_AIM_
Collect every line of the records that contains the word "green" and copy each one out.

_TASK MATERIAL_

________________________

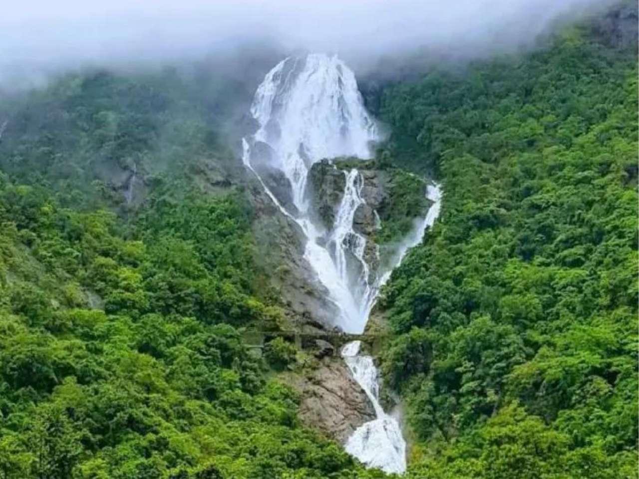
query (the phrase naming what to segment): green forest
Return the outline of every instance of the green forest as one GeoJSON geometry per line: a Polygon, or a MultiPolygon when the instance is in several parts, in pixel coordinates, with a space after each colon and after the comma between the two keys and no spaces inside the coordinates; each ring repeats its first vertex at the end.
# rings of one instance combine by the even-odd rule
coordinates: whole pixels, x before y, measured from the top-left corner
{"type": "MultiPolygon", "coordinates": [[[[405,477],[636,478],[638,73],[586,23],[380,89],[378,163],[443,193],[378,304],[405,477]]],[[[165,69],[0,97],[0,479],[390,477],[302,423],[303,353],[243,341],[283,315],[228,140],[252,93],[165,69]]]]}
{"type": "Polygon", "coordinates": [[[383,93],[387,154],[443,191],[383,301],[411,477],[636,477],[636,46],[605,41],[383,93]]]}

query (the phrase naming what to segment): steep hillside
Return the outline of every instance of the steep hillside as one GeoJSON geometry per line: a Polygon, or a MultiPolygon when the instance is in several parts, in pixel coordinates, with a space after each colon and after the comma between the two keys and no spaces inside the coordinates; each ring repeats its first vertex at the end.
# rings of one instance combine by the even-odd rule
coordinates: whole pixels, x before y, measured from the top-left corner
{"type": "Polygon", "coordinates": [[[382,303],[412,477],[636,476],[636,38],[601,25],[381,99],[444,192],[382,303]]]}

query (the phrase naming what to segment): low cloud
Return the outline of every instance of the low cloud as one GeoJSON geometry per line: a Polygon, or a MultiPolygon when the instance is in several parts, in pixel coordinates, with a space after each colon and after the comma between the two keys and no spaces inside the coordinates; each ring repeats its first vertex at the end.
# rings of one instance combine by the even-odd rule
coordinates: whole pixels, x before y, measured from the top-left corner
{"type": "Polygon", "coordinates": [[[426,47],[467,56],[529,44],[607,0],[19,0],[0,10],[0,83],[66,68],[171,63],[239,46],[347,61],[426,47]]]}

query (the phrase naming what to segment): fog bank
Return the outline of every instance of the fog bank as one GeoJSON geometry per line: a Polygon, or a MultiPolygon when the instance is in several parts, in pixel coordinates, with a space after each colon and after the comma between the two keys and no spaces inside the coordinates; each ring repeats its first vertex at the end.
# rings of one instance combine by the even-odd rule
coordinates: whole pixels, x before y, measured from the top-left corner
{"type": "Polygon", "coordinates": [[[465,56],[532,42],[608,0],[25,0],[0,14],[0,83],[268,45],[363,63],[426,47],[465,56]]]}

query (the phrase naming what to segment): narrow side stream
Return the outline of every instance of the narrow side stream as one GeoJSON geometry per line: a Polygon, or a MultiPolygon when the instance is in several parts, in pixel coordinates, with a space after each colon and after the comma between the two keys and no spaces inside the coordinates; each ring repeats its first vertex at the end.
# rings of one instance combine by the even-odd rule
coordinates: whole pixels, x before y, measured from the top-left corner
{"type": "MultiPolygon", "coordinates": [[[[344,195],[329,231],[313,222],[305,197],[313,163],[339,156],[369,158],[371,144],[380,139],[355,75],[336,56],[312,54],[287,58],[266,74],[250,112],[259,128],[243,139],[244,165],[282,213],[306,236],[304,258],[339,312],[335,324],[345,332],[362,333],[380,288],[392,270],[371,273],[364,257],[367,238],[353,228],[355,211],[366,204],[364,179],[357,169],[344,172],[344,195]],[[272,189],[273,178],[279,179],[272,189]],[[282,184],[288,187],[281,188],[282,184]]],[[[434,202],[398,248],[391,261],[394,266],[421,241],[438,214],[439,188],[429,186],[427,196],[434,202]]],[[[346,451],[369,466],[403,473],[406,443],[397,422],[380,404],[377,369],[372,358],[359,354],[360,346],[358,342],[350,343],[342,354],[377,417],[355,431],[346,442],[346,451]]]]}

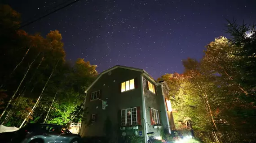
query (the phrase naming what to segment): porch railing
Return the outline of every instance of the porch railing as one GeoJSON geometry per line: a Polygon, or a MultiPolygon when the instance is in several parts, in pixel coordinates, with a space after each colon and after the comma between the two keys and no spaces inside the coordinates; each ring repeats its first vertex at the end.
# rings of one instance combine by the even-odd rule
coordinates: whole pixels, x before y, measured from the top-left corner
{"type": "Polygon", "coordinates": [[[174,126],[172,126],[172,130],[181,130],[184,129],[190,129],[191,128],[191,124],[185,123],[175,123],[174,126]]]}

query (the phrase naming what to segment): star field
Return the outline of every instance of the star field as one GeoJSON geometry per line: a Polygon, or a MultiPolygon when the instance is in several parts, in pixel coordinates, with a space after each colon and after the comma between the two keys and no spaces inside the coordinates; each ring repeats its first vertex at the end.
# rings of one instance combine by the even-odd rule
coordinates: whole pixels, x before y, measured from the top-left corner
{"type": "MultiPolygon", "coordinates": [[[[37,1],[9,4],[26,21],[74,1],[37,1]]],[[[42,35],[59,30],[66,60],[84,58],[99,72],[118,64],[143,69],[156,79],[182,72],[182,59],[199,59],[215,38],[228,36],[225,18],[252,24],[255,5],[255,0],[80,0],[24,29],[42,35]]]]}

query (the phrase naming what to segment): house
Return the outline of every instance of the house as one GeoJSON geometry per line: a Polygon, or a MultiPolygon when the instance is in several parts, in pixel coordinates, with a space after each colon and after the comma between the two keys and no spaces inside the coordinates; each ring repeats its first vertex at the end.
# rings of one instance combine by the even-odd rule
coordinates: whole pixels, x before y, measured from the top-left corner
{"type": "Polygon", "coordinates": [[[80,135],[121,143],[132,135],[146,142],[152,135],[159,139],[161,130],[171,133],[169,90],[141,69],[117,65],[103,72],[85,92],[80,135]]]}

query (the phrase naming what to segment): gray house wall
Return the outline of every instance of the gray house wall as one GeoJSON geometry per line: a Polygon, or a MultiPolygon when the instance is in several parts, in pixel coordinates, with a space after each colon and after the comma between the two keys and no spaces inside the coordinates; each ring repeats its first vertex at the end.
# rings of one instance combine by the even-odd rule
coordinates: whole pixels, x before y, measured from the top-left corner
{"type": "Polygon", "coordinates": [[[140,106],[141,117],[142,117],[141,75],[141,72],[138,71],[117,68],[112,70],[110,76],[107,73],[102,76],[87,92],[85,101],[85,109],[88,108],[88,113],[84,114],[84,117],[87,117],[88,120],[90,119],[91,114],[95,114],[96,121],[87,127],[84,125],[84,122],[82,122],[81,136],[107,135],[113,139],[117,138],[119,135],[118,132],[121,125],[122,109],[140,106]],[[121,83],[132,79],[135,80],[135,88],[121,93],[121,83]],[[100,99],[107,101],[108,106],[105,110],[102,108],[101,101],[90,101],[92,92],[97,90],[100,90],[100,99]],[[109,119],[107,120],[107,123],[106,122],[107,118],[109,119]],[[105,130],[106,126],[108,128],[107,130],[105,130]]]}
{"type": "MultiPolygon", "coordinates": [[[[154,94],[148,89],[147,87],[147,80],[149,80],[148,79],[143,76],[143,89],[146,103],[146,122],[148,123],[146,125],[147,126],[146,132],[147,133],[154,132],[154,136],[155,137],[160,136],[161,130],[159,128],[154,129],[154,126],[151,124],[150,109],[153,108],[158,110],[160,123],[162,124],[164,127],[168,125],[168,121],[167,121],[166,118],[164,108],[165,105],[163,102],[161,85],[155,86],[155,94],[154,94]]],[[[154,84],[152,82],[151,83],[154,84]]],[[[147,139],[147,140],[148,140],[148,138],[147,139]]]]}
{"type": "MultiPolygon", "coordinates": [[[[136,130],[138,132],[142,131],[142,137],[144,133],[149,132],[154,132],[154,137],[160,136],[161,130],[154,129],[154,126],[151,125],[150,109],[152,108],[159,111],[160,123],[164,128],[169,125],[172,116],[166,111],[164,99],[168,93],[164,84],[159,84],[155,86],[156,93],[154,94],[149,91],[147,87],[147,81],[150,81],[151,80],[147,79],[147,76],[141,76],[141,72],[118,67],[111,70],[111,72],[110,75],[108,73],[101,75],[87,91],[85,101],[85,109],[87,110],[84,111],[83,117],[87,119],[82,121],[80,133],[81,136],[108,136],[112,140],[117,140],[122,136],[124,131],[120,130],[121,126],[121,110],[137,107],[140,107],[140,111],[137,111],[137,114],[140,113],[140,117],[142,119],[141,126],[136,130]],[[134,79],[135,88],[121,93],[121,83],[133,79],[134,79]],[[141,86],[141,84],[143,87],[141,86]],[[102,109],[102,101],[90,101],[91,93],[98,90],[100,91],[99,98],[107,102],[108,106],[105,110],[102,109]],[[143,108],[144,102],[142,97],[145,100],[145,109],[143,108]],[[146,117],[143,116],[145,111],[146,117]],[[96,115],[95,122],[90,123],[88,126],[85,126],[84,123],[88,122],[91,115],[94,114],[96,115]],[[147,130],[145,131],[144,119],[147,122],[146,124],[147,130]]],[[[153,82],[150,82],[154,84],[153,82]]],[[[148,137],[146,140],[148,139],[148,137]]]]}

________________________

_RESPONSE TO THE TASK_
query (the phrase naming what to segment): green forest
Return the outline of every instance of the green forest as one GeoJSON geometry per line: a Polygon, or a MultiPolygon when the instance is in several parts, in pixel coordinates, with a space after each colon and after the comma between the two keys and no spaces inside the coordinates; each ring repeats its first vertex at the end.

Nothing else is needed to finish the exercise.